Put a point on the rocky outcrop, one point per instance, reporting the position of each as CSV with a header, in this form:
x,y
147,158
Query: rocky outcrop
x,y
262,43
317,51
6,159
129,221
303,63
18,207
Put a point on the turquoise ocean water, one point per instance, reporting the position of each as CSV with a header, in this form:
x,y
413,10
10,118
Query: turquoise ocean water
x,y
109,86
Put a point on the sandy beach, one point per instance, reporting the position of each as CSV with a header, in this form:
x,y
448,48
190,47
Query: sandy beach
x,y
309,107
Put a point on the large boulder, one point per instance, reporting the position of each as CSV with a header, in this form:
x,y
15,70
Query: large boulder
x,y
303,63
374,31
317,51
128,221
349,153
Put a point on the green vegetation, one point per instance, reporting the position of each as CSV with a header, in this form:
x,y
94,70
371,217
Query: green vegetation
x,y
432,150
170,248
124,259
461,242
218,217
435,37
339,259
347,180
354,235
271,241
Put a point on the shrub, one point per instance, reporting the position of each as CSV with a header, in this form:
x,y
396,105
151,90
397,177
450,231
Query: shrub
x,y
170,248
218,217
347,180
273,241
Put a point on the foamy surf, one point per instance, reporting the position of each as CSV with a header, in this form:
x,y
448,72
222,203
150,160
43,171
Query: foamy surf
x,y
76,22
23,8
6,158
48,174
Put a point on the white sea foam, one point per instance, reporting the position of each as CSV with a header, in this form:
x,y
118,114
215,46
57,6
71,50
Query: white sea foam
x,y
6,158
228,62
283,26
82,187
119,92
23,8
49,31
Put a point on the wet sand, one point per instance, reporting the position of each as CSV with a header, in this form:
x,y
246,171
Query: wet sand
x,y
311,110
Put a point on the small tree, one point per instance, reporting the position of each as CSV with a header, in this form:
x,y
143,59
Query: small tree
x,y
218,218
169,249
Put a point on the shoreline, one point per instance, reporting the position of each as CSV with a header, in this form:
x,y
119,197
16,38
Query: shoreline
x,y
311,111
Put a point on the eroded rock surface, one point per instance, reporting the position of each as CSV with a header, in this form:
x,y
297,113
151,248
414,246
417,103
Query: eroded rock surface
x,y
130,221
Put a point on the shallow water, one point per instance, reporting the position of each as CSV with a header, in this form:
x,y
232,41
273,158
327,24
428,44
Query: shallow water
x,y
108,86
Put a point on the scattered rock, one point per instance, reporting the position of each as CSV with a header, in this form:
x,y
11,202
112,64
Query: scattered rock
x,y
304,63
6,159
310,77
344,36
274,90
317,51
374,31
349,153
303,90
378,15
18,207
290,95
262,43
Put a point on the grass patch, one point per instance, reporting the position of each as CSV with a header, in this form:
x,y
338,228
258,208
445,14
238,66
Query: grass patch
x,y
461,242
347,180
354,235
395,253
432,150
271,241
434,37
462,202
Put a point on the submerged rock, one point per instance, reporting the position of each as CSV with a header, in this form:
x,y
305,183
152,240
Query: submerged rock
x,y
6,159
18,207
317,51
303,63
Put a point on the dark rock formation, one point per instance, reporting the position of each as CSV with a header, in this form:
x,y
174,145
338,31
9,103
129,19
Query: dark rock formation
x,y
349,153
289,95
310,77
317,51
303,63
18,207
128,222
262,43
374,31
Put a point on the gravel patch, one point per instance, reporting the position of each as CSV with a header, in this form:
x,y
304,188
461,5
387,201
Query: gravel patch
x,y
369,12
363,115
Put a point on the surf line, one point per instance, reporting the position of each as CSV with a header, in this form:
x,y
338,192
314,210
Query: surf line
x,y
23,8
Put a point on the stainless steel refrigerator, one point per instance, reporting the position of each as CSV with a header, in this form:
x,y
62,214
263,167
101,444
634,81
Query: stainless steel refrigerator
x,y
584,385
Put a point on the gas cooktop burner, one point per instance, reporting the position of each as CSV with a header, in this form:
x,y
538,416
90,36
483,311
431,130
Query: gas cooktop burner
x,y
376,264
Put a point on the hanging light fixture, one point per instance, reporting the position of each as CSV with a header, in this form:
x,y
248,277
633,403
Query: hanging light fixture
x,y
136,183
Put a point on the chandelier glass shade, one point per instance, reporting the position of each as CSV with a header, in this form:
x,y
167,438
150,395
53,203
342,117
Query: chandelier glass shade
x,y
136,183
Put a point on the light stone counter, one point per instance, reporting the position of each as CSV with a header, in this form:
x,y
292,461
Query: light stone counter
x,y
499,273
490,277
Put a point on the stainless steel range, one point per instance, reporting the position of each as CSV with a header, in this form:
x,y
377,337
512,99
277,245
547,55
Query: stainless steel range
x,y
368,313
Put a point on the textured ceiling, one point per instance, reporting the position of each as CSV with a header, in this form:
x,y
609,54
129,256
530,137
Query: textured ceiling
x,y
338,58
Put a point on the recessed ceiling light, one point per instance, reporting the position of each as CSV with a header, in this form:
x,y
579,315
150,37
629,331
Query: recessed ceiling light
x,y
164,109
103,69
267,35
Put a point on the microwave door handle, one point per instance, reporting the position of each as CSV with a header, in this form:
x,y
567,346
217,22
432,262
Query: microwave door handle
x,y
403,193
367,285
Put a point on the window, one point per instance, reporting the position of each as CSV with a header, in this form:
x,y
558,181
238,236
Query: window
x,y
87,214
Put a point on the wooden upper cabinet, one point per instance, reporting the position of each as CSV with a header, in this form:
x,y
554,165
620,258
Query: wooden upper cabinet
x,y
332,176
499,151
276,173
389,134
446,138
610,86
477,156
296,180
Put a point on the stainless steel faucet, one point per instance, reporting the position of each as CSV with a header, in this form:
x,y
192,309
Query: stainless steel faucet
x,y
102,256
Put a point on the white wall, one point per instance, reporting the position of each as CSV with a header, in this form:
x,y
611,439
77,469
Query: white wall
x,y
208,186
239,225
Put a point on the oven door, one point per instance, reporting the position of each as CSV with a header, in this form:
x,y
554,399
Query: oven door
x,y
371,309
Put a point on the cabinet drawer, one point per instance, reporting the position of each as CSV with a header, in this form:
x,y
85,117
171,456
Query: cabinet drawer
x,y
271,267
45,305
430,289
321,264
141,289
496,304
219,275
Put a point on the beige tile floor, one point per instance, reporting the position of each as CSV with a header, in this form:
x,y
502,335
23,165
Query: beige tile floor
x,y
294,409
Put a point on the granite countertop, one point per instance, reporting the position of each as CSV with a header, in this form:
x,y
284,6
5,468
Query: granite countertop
+ + + +
• _SHORT TASK_:
Copy exactly, and only, the lines from the one containing "Put a point on the stainless steel faucet, one" through the last line of the listing.

• _EXERCISE SOLUTION_:
Put a point on the stainless steel faucet, one point per instance, reporting the position of each as CSV with a header, in this form:
x,y
192,309
Query: stainless steel faucet
x,y
102,256
Put a point on the white wall, one point per instance, reporting the position of each as CSV with a header, in this form:
x,y
611,439
77,469
Query: white wall
x,y
208,186
239,225
Put a point on the oven door, one point per instance, reporting the position of each as CSV with a header, in this form:
x,y
554,399
Query: oven door
x,y
371,309
Put a point on the cabinet drawer, one point per instance, reporting the position of each as CSV with a header, in this form:
x,y
85,117
171,456
Query: cabinet drawer
x,y
271,267
45,305
430,289
321,264
141,289
496,304
219,275
Put a point on the beige tile floor, one point per instance, reporting the position of each as CSV with a header, in this form:
x,y
502,335
23,165
Query: beige tile floor
x,y
294,409
Put a point on the granite countertop, one point per instance, reporting the position of each as CSV with a header, in this form:
x,y
284,6
5,468
Query: granite countertop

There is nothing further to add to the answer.